**Exercise instructions:**
1. Copy the entries word for word, everything from the line containing "boxes for boulder." down to the last line of the entries.
2. Continue the forum thread about speeding up a SQL Server query from the point where it stops.

Can I make this any faster

  • Here is the function that I normally use for demiliting.

    CREATE FUNCTION dbo.udfStringtoTable

    (

    @String NVARCHAR(100) ,

    @Delimiter CHAR(1)

    )

    RETURNS TABLE

    RETURN (

    SELECT SUBSTRING(@String+@Delimiter, n,

    CHARINDEX(@Delimiter, @String+@Delimiter, n) - n) as [String]

    FROM tally

    WHERE n <= LEN(@String)

    AND SUBSTRING(@Delimiter + @String,

    n, 1) = @Delimiter

    )

    GO

    it uses a tally table.

    Hope this helps

    Thanks

    Chris

    ----------------------------------------------
    Try to learn something about everything and everything about something. - Thomas Henry Huxley

    :w00t:
    Posting Best Practices[/url]
    Numbers / Tally Tables[/url]

    SQL-4-Life
  • One thing worth noting, those costs are estimates, even in the actual execution plan. They can accurately portray which parts of the query are most costly, but not necessarily. For example, in the case of multi-statement UDF's, since they have no statistics, they're treated as a single row by the optimizer. The cost for manipulating a single row is pretty low, but in actuality there may be more rows, lots more, and the cost then is not reflected in the execution plan.

    "The credit belongs to the man who is actually in the arena, whose face is marred by dust and sweat and blood"
    - Theodore Roosevelt

    Author of:
    SQL Server Execution Plans
    SQL Server Query Performance Tuning

  • Hi Chris,

    thanks for your code. Where does this tally table come into play? My variables for the delimiters come in from a drop down box which comes from reporting services.

    Thanks

  • hi,

    the function I am using does something like this

    http://www.sqlservercentral.com/scripts/Miscellaneous/31913/

    actually it was copied from this site. How can I put an index against this table then to prevent the table scans.

    Chris

  • The table scan itself may not be bad if it is small but these aren't really table scans but rather multiple executions of that function. Hard to say if that function is quick or slow but it would be good to test. Typically when we are doing something like what you are doing we will execute the function at the beginning and put the output into a #temp table and use that in the joins within the main part of the query. If the #temp table is large then you might want to index that for further performance. All depends on how many reads are coming against it.

    This may not be the problem but I would like to see if that helps.

    David

    @SQLTentmaker

    “He is no fool who gives what he cannot keep to gain that which he cannot lose” - Jim Elliot

  • I just got done doing one like this a coupe of weeks ago. The problem is the aggregation... you're trying to aggregate in the presence of way too many joins. You need to preaggregate the data from the Temp_Glbbm table and include the columns used in the joins as part of both the Select List and Group By. Be sure to include the "filters" for that table that you currently have in the WHERE clause. The target of your preaggregation should be a Temp table. Divide'n'Conquer.

**Data listing:**
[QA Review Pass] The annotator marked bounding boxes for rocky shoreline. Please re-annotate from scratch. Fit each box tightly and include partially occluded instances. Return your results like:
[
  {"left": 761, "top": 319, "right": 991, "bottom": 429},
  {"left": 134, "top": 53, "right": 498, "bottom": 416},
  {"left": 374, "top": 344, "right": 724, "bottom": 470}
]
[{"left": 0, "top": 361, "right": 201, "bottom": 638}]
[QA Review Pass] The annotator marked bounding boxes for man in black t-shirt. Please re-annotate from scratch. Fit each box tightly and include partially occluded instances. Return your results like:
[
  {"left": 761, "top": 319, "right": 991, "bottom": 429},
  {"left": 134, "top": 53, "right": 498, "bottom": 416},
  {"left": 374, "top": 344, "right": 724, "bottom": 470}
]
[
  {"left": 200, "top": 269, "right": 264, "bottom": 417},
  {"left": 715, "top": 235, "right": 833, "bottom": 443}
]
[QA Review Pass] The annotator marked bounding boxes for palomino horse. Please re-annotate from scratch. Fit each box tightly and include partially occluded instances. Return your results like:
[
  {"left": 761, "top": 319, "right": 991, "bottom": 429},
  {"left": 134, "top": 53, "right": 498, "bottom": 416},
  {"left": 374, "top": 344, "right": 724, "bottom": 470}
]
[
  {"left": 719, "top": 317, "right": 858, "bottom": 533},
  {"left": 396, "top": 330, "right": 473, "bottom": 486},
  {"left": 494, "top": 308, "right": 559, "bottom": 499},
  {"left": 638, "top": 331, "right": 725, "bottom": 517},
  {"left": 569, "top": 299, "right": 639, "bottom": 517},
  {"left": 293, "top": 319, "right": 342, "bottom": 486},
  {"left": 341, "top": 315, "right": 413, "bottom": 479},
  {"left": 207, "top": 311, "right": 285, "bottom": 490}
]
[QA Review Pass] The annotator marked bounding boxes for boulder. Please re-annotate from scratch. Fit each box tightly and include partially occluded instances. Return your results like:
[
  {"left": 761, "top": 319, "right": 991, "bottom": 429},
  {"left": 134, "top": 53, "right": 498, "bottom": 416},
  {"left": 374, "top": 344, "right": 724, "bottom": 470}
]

**Answers by task:**
1.
[QA Review Pass] The annotator marked bounding boxes for boulder. Please re-annotate from scratch. Fit each box tightly and include partially occluded instances. Return your results like:
[
  {"left": 761, "top": 319, "right": 991, "bottom": 429},
  {"left": 134, "top": 53, "right": 498, "bottom": 416},
  {"left": 374, "top": 344, "right": 724, "bottom": 470}
]

2.
    The query I changed at work using such a method brought the query down from 30+ minutes to several seconds. And, no... preaggregating in a derived table will not accomplish the same thing although it will make an improvement.

    --Jeff Moden


    RBAR is pronounced "ree-bar" and is a "Modenism" for Row-By-Agonizing-Row.
    First step towards the paradigm shift of writing Set Based code:
    ________Stop thinking about what you want to do to a ROW... think, instead, of what you want to do to a COLUMN.

    Change is inevitable... Change for the better is not.


    Helpful Links:
    How to post code problems
    How to Post Performance Problems
    Create a Tally Function (fnTally)

  • do you have statistics on the indexes which you defined. is the statistics are updated

  • Ya gotta trust me on this... perfectly up to date stats and indexes just aren't gonna help this one. Try the pre-aggregation I spoke of... you'll be amazed.

    --Jeff Moden


    RBAR is pronounced "ree-bar" and is a "Modenism" for Row-By-Agonizing-Row.
    First step towards the paradigm shift of writing Set Based code:
    ________Stop thinking about what you want to do to a ROW... think, instead, of what you want to do to a COLUMN.

    Change is inevitable... Change for the better is not.


    Helpful Links:
    How to post code problems
    How to Post Performance Problems
    Create a Tally Function (fnTally)

  • Jeff Moden (3/10/2009)


    Ya gotta trust me on this... perfectly up to date stats and indexes just aren't gonna help this one. Try the pre-aggregation I spoke of... you'll be amazed.

    I am totally intrigued by this Jeff. I had, sadly, never considered that before and have some that could potentially benefit from doing that. I'll have to try this, and soon. 🙂

    Thanks!

    David

    @SQLTentmaker

    “He is no fool who gives what he cannot keep to gain that which he cannot lose” - Jim Elliot

  • Just remember... you must include the columns in the GROUP BY that you intend to join on. If you return a heck of a lot of rows in the temp table, add the appropriate index... try clustered and non-clustered depending on what you're trying to join on.

    --Jeff Moden


    RBAR is pronounced "ree-bar" and is a "Modenism" for Row-By-Agonizing-Row.
    First step towards the paradigm shift of writing Set Based code:
    ________Stop thinking about what you want to do to a ROW... think, instead, of what you want to do to a COLUMN.

    Change is inevitable... Change for the better is not.


    Helpful Links:
    How to post code problems
    How to Post Performance Problems
    Create a Tally Function (fnTally)

  • Hi,

    correct me if i am wrong here but what you are suggesting is that I aggregate that temp table I have and dump it into a #temp table before joining it onto the other tables is that correct? That means I create the aggregrated table in my query and then join it to the other tables to get my real query?

    Thanks

  • From a programmer's point of view, a superficial look at your code suggests that you're asking SQL Server to do lots of function calls for each of your million rows.

    And the function calls use the same values each time. I don't know how clever SQL Server is at optimising such things but it will do no harm to offer it some help.

    So, at the beginning

    DECLARE @MonthEnd datetime -- Or a more meaningful name

    SET @MonthEnd = DATEADD(yy, - 1, DATEADD(mm, DATEDIFF(m, 0, @mth) + 1, - 1))

    Then, obviously, use that variable in your comparisons.

    By the way, m and mm do mean the same thing for DATEADD, DATEPART but it's much better to be consistent in a single statement at least.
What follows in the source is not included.